Items listed in a dataset

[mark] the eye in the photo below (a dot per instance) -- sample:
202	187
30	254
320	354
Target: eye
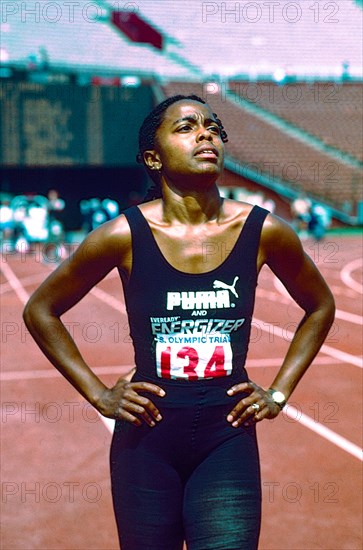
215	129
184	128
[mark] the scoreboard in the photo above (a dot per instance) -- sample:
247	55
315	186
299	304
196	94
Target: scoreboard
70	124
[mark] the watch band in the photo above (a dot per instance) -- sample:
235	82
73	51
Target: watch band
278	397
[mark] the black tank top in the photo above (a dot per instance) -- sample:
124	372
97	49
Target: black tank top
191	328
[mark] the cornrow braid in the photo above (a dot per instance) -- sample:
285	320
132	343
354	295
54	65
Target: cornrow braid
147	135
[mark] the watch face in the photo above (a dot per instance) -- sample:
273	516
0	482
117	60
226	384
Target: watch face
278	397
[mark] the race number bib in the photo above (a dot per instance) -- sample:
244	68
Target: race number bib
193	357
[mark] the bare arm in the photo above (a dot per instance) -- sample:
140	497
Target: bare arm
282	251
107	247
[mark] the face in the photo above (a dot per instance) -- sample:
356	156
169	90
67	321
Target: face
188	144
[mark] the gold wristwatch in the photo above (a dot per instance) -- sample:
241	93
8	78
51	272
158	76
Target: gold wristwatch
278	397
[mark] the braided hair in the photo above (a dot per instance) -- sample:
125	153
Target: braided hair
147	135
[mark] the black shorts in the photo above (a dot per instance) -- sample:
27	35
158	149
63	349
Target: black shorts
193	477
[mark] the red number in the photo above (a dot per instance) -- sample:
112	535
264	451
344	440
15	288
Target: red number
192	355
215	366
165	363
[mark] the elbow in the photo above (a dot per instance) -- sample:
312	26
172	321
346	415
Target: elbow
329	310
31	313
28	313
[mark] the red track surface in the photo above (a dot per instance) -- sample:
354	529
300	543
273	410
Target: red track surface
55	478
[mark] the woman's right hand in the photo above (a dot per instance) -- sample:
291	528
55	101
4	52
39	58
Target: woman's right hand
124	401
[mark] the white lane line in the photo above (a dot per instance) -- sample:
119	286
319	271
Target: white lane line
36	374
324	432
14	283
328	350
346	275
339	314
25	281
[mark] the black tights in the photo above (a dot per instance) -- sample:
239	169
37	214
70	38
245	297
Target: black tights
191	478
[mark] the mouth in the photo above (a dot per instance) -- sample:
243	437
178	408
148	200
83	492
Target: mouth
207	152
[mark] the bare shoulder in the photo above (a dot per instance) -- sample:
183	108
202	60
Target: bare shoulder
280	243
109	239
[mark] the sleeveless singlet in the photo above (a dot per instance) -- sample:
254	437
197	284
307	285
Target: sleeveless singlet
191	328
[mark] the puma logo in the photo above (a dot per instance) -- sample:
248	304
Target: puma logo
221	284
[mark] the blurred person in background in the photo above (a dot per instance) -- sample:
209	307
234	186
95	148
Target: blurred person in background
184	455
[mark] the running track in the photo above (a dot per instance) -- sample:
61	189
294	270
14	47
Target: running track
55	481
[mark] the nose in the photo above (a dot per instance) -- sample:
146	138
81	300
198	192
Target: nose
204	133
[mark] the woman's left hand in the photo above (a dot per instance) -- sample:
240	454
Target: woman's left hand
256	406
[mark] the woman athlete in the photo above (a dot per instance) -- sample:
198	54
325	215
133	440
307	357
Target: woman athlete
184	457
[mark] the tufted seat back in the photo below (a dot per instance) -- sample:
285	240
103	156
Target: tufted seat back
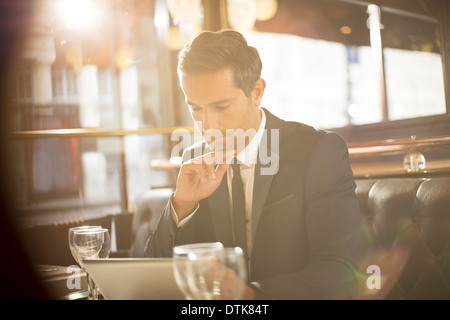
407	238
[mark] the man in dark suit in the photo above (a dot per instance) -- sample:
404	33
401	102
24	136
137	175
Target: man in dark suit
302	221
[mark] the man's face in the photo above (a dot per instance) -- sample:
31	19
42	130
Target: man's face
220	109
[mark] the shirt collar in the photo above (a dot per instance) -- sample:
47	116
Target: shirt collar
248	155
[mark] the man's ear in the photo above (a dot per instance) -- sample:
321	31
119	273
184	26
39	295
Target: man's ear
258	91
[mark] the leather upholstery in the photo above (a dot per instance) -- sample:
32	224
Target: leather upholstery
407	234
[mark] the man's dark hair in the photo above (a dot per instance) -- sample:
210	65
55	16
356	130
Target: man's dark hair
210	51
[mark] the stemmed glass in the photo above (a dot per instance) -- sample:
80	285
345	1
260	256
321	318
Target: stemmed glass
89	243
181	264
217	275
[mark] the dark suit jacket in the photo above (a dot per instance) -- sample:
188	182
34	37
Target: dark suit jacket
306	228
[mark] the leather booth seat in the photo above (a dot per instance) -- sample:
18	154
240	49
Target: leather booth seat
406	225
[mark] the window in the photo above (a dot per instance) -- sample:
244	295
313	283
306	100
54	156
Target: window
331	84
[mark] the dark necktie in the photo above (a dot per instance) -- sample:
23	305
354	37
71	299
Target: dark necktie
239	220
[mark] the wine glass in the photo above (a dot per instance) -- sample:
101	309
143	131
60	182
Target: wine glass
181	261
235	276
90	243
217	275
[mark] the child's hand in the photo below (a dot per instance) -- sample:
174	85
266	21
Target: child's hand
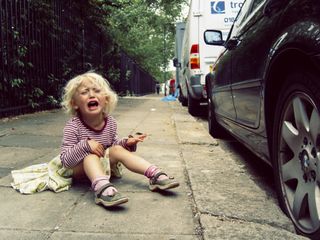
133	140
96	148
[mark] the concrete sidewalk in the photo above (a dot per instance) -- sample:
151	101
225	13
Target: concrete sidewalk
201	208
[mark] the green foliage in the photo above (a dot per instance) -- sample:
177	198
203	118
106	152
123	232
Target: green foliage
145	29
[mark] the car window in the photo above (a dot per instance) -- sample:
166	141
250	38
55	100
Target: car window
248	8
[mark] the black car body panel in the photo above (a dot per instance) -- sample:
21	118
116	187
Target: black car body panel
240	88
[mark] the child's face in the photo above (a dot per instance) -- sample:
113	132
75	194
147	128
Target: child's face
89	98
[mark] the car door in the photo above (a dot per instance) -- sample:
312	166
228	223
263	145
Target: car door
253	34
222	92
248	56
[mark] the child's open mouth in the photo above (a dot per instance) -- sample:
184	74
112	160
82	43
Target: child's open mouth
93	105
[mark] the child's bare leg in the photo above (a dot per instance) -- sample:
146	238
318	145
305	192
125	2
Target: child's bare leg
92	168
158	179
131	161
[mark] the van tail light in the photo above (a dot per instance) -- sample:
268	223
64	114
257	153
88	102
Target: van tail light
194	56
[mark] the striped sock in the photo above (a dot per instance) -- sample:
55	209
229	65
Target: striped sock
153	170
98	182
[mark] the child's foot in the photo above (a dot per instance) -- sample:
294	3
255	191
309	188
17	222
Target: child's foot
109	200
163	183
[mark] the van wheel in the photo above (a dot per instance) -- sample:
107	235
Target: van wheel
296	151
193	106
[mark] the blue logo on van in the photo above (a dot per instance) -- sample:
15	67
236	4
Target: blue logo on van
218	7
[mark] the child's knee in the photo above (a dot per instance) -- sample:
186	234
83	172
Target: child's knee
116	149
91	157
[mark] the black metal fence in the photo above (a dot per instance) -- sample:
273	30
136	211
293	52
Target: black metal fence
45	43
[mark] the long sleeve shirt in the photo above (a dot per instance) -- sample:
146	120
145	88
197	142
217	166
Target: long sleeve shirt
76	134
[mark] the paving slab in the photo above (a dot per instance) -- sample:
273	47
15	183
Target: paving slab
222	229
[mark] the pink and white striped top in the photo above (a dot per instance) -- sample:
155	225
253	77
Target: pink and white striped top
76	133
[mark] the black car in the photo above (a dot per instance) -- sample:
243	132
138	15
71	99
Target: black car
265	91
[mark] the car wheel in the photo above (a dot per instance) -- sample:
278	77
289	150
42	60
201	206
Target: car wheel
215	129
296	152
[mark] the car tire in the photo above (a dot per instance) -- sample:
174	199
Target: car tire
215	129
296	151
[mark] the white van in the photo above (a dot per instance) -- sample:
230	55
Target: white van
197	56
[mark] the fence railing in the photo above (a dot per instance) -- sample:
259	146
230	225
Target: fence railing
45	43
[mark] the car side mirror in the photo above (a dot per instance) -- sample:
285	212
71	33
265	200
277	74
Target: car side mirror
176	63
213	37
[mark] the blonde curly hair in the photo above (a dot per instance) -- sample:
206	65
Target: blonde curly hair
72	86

DIRECTIVE:
Return, line for line and without alteration, the part of the listing that opens with the line containing "[mark] the pink" and closes with the final line of the listing, both ends included.

ANSWER IN FULL:
[mark] the pink and white striped top in the photo above (a dot per instance) -- sample:
155	225
253	77
Target: pink and white striped top
76	133
[mark] the black car in the photo above (a dot per instance) -- sample:
243	132
138	15
71	99
Target: black car
265	91
[mark] the car wheel in the photo above (a dot per instance) -- sample:
278	77
289	150
42	60
201	206
Target: car wheel
215	129
296	152
[mark] the car tire in the photo above (a dot per instance) -- sample:
174	199
Target: car tire
215	129
296	151
[mark] the white van in the photo above (a dot per instance) -- sample:
230	55
Target: white van
197	56
[mark] the fence railing in the photo above (a dot per instance) -- sample:
259	146
230	225
Target: fence railing
45	43
[mark] the car side mirror in the photo above (a dot per instance) -- sample:
285	212
71	33
265	200
277	74
Target: car side mirror
176	63
213	37
[mark] the blonde curly hair in the photo above (a dot per instance) -- sample:
206	65
Target: blonde curly hair
72	86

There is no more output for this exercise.